Wybrany fragment:

================

— Rzuciliśmy wszystkie siły na kandydata, który obiecał nam stadion. Kotala wygrał różnicą 281 głosów. Jesteśmy dużą ignorowaną społecznością. Budowa stadionu była obietnicą wyborczą prezydenta, który wygrał dzięki naszym głosom. Miał 13 lat, żeby się z niej wywiązać. Jeśli Donald Tusk nie wpłynie na swojego kolegę z partii, to zrobimy wszystko, żeby Koalicja Obywatelska więcej w Chorzowie nie wygrała – zapowiada Szymon Michałek, twórca sektora rodzinnego kibiców Ruchu. Prezydent miasta, Andrzej Kotala, za niewywiązywanie się od 2010 r. z kluczowej obietnicy obwinia PiS.
– Nie dokończy pan, odebrałem panu głos – krzyknął Donald Tusk do jednego z uczestników spotkania w Strzelcach Opolskich. Mężczyzna był mu dobrze...
zobacz więcej
Problem niezrealizowanej obietnicy prezydenta Chorzowa, Andrzeja Kotali z PO, złożonej jeszcze w pierwszej dekadzie stulecia – budowy nowego stadionu Ruchu – stał się tematem ogólnopolskim, gdy lider Platformy Obywatelskiej Donald Tusk przyjął zaproszenie do domu jednego z kibiców, a potem na publicznym spotkaniu obcesowo odebrał mu głos.
Sławomir Kordela – bo to jego zaproszenie przyjął Donald Tusk – nie był jedynym kibicem Ruchu podróżującym za byłym premierem – od Częstochowy po Strzelce Opolskie – by interweniować w ważnej dla społeczności sprawie. W Siemianowicach Śląskich mikrofon udało się dostać Szymonowi Michałkowi, twórcy sektora rodzinnego kibiców Ruchu Chorzów i byłego kandydata środowiska kibicowskiego na prezesa klubu. Michałek przyznał, że przyjechał do Siemianowic dlatego, że nie było mu dane porozmawiać z Tuskiem w Chorzowie.
– Proszę wpłynąć na władze chorzowskie, żeby zrobiły ten stadion dlatego, że nie można okłamywać wyborców przez 13 lat – zaapelował kibic. W tym momencie osoba odpowiedzialna za mikrofon próbowała mu odebrać narzędzie, ale Michałek poprosił o możliwość dokończenia kwestii. – Jeżeli pan premier nie będzie w stanie wpłynąć na to, żeby oni to zbudowali jak najszybciej, to niestety my zrobimy wszystko, żeby Koalicja (Obywatelska – red.) nie wygrała w Chorzowie – podkreślił.

================

Surowe dane:
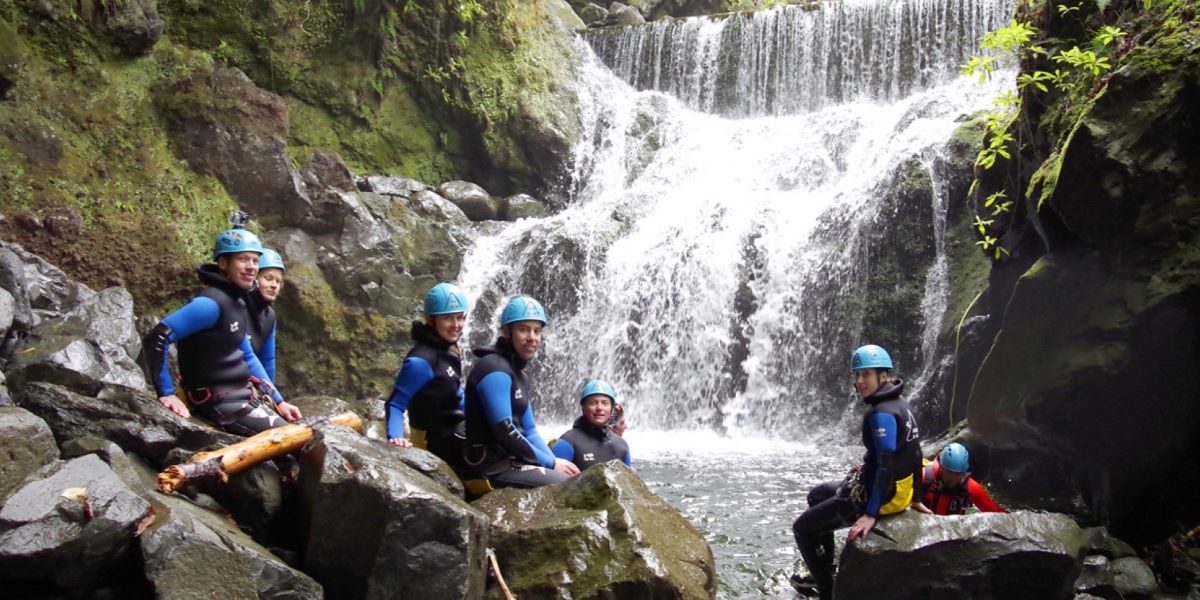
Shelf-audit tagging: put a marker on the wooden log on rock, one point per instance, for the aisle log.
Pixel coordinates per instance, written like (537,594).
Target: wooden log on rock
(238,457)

================

Zadania do wykonania:
**A)** Jaką różnicą głosów wygrał Kotala według tekstu o stadionie Ruchu Chorzów?
**B)** Kontynuuj tekst o stadionie Ruchu Chorzów od miejsca, w którym się kończy.
Dane stanowią materiał odrębny od tekstu.

Wyniki ćwiczenia:
**A)** Różnicą 281 głosów.

**B)**
Jemu lider PO nie odpowiedział, ale, jak później tłumaczył Michałek w rozmowie z Onetem, pierwsza odpowiedź Tuska – udzielona Kordeli – „dała trochę nadziei” społeczności. – Może to naiwne, ale liczyliśmy, że skoro zbliżają się wybory, to jako lider PO zdyscyplinuje swojego kolegę z partii, który rządzi Chorzowem – wyjaśniał.
Nadzieje te się jednak nie spełniły. Opublikowany na instagramie Tuska (później usunięty na prośbę gospodarza) film z przyjęcia go przez Kordelę, zdaniem Michałka „fajnie wyglądał wizerunkowo, ale nic za tym nie poszło”. – A prezydent Chorzowa, który najpierw został przez Tuska zrugany, za chwilę opublikował ich wspólne zdjęcie i powtórzył znaną śpiewkę, że miasta nie stać, że wina PiS — dodał.
Jak przypomniał, prezydent Andrzej Kotala w 2010 r. wygrał wybory w drugiej turze minimalną różnicą 281 głosów (w pierwszej turze brakowało mu do urzędującego poprzednika blisko 8 tys.). — Rzuciliśmy wszystkie siły na kandydata, który obiecał nam stadion. Niestety dwa lata później nic się nie działo. Zrobiliśmy więc manifestację na 4 tys. osób. Prezydent tłumaczył, że potrzebny jest projekt, pieniądze. Później, kiedy był projekt, to mówił, że nie ma większości w radzie miejskiej — opowiadał Michałek.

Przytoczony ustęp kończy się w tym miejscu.